TEXT:
★ ★ ★ ★ ★

Most composers confine expression to music alone. A few have ventured further and turned their hand to autobiography, as Arnold Bax did, memorably, in Farewell, My Youth. Hardly any seem to have expressed their feelings in verse. Amongst British composers Cyril Scott and Ivor Gurney are two exceptions; a third is Arnold Bax. In 1979 a slim volume from Thames Publishing alerted Baxians to a considerable quantity of poetry from a composer whose symphonies and orchestral tone-poems are in themselves rich in poetry and musical imagery of Nature. The 50 poems contained in Dermot O’Byrne: Selected Poems of Arnold Bax, edited by Lewis Foreman, whetted one’s appetite for more.

Now in Ideala we have a comprehensive edition of Bax’s poems, edited by Colin Scott-Sutherland whose Arnold Bax (Dent 1973) was a pioneering study of the composer and his music. Spine, cover and title page give different names to this fascinating volume. The title page is more accurate in calling it ‘Poems and some early love letters’ rather than the cover’s ‘Love letters and Poems’ as this is an anthology of poems with the inclusion of a few letters, while the spine’s Ideala: Arnold Bax/Dermot O’Byrne points out the conflict of authorship. But be they by Arnold Bax or his alter ego Dermot O’Byrne, we have an absorbing collection of about 260 poems, mostly from the full flowering of Bax’s youth. (This publication is in fact an expansion of a smaller but similarly-titled volume of 168 pages privately printed in 1995.)

The poems have come from a number of sources, some published but mostly unpublished, and these sources constitute the seven main sections of this book. The first of these is a red leather-covered notebook containing 95 poems (including two prose poems) mostly written in 1905 and 1906, with several of them signed variously Dermid/Dermod/Dermot McDermott, a Surrey-born composer/poet in search of an Irish identity. Amongst them is the poem Ideala from which this collection takes its name. Ideala is also the name of a setting that Bax made in 1907 of an untitled poem by Bjørnstjerne Bjørnson. It tells of a boy who is trying in vain to capture on his flute a wonderful song that he has heard in the forest (the song was published as The Flute). As Colin Scott-Sutherland points out, ‘the idea of the pursuit of the beautiful and unattainable is felt throughout Bax’s music’- Fand’s song of immortal love in The Garden of Fand is an obvious instance. It is also a recurring theme in his poetry. The first two lines of the fourth stanza of Ideala run:

O, Ireland, take me to your heart,
And give me peace and liberty,

but the events of Easter 1916 were to make that unattainable. Too often, it seems, Bax lived in a dream-world. Even his women seemed to part-inhabit this dream-world as figures from mythology. He would describe an early love as being ‘like a naiad for beauty – a golden Roussalka with ice-blue eyes’; Harriet Cohen at first sight seemed ‘an elfin child . . . a small dryad face’, only later to become ‘a wonderful stray creature from the faery hills’; and Mary Gleaves, the love of his later years, was ‘my wild young naiad’. In 1931 he wrote to Mary: ‘Life as most people live it is frightfully boring, and it is only those who seem to bring the glamour and extasy of the dream-world of one’s imagination that matter’. Lines from the 1913 poem In a Backwater show his awareness of the fragility of dreams:

Between enchanted lawns we glide
On quiet world-forgotten streams.

★ ★ ★ ★ ★

EXERCISE 1: Copy the text on Arnold Bax's poems word for word, from "Most composers confine" up to and including "appetite for more.".

[Items from a data source]
★ ★ ★ ★ ★

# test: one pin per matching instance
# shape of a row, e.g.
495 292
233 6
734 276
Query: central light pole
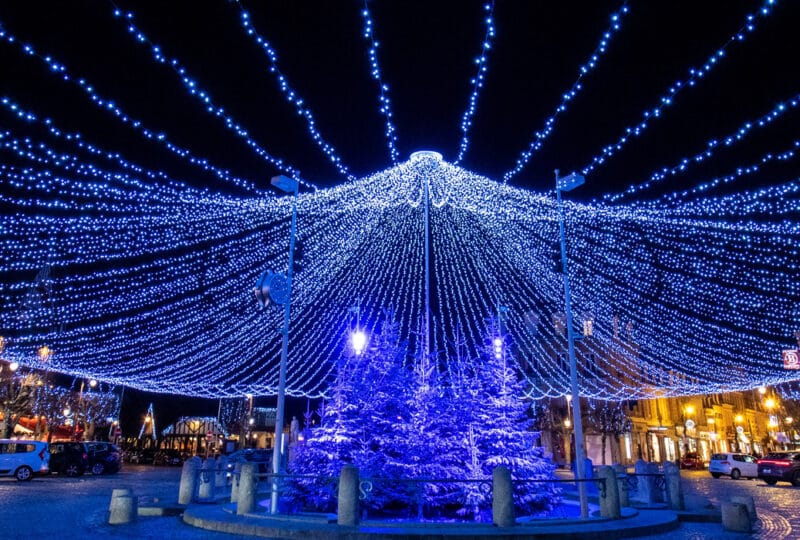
288 185
568 183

★ ★ ★ ★ ★

EXERCISE 2: Write out all of the records line for line, without changing anything, and leave the pictures out.

TASK RESPONSE 1:
Most composers confine expression to music alone. A few have ventured further and turned their hand to autobiography, as Arnold Bax did, memorably, in Farewell, My Youth. Hardly any seem to have expressed their feelings in verse. Amongst British composers Cyril Scott and Ivor Gurney are two exceptions; a third is Arnold Bax. In 1979 a slim volume from Thames Publishing alerted Baxians to a considerable quantity of poetry from a composer whose symphonies and orchestral tone-poems are in themselves rich in poetry and musical imagery of Nature. The 50 poems contained in Dermot O’Byrne: Selected Poems of Arnold Bax, edited by Lewis Foreman, whetted one’s appetite for more.

TASK RESPONSE 2:
# test: one pin per matching instance
# shape of a row, e.g.
495 292
233 6
734 276
Query: central light pole
288 185
568 183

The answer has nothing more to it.